>> begin Dataset

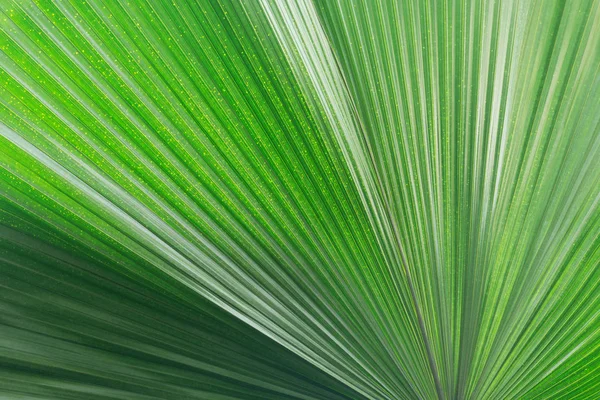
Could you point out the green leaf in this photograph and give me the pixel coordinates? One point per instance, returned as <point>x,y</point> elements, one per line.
<point>298,199</point>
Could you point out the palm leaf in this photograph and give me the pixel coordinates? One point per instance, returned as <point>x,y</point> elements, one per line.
<point>298,199</point>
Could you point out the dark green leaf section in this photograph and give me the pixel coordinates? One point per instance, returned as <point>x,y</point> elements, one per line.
<point>300,199</point>
<point>73,328</point>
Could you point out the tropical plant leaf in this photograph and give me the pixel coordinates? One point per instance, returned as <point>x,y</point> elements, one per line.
<point>297,199</point>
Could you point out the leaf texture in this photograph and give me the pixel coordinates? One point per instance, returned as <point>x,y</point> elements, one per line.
<point>262,199</point>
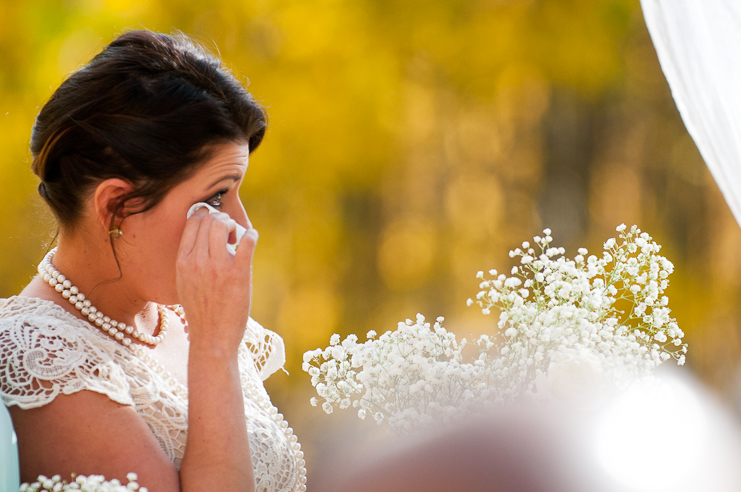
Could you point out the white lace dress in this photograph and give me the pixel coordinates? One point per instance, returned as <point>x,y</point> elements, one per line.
<point>45,351</point>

>> end Dataset

_What to do_
All of the records need repeating exactly, except for the pictures.

_Exercise solution_
Could you point out the green leaf in this photograph and give me the pixel coordinates? One point per instance, returned as <point>x,y</point> elements, one per line.
<point>298,199</point>
Could you point out the palm leaf in this photograph and give me the pixel coordinates? One point per instance, returned as <point>x,y</point> elements, one per line.
<point>298,199</point>
Could you point out the dark green leaf section in this photograph and give me the pixel coordinates? One point per instance, returned as <point>x,y</point> elements, one per line.
<point>300,199</point>
<point>73,328</point>
Could you point out the tropical plant leaf in this photograph and give me the pixel coordinates? One point per instance, returned as <point>x,y</point> elements, one per line.
<point>297,199</point>
Could you point out the leaf texture in this photograph and give me the pixel coordinates? One point per instance, returned as <point>x,y</point> elements, one per line.
<point>262,199</point>
Could you point out the white lace dress in this photograph and give me the pixel coordinates? One point per instance, returned as <point>x,y</point> elements, one per line.
<point>45,351</point>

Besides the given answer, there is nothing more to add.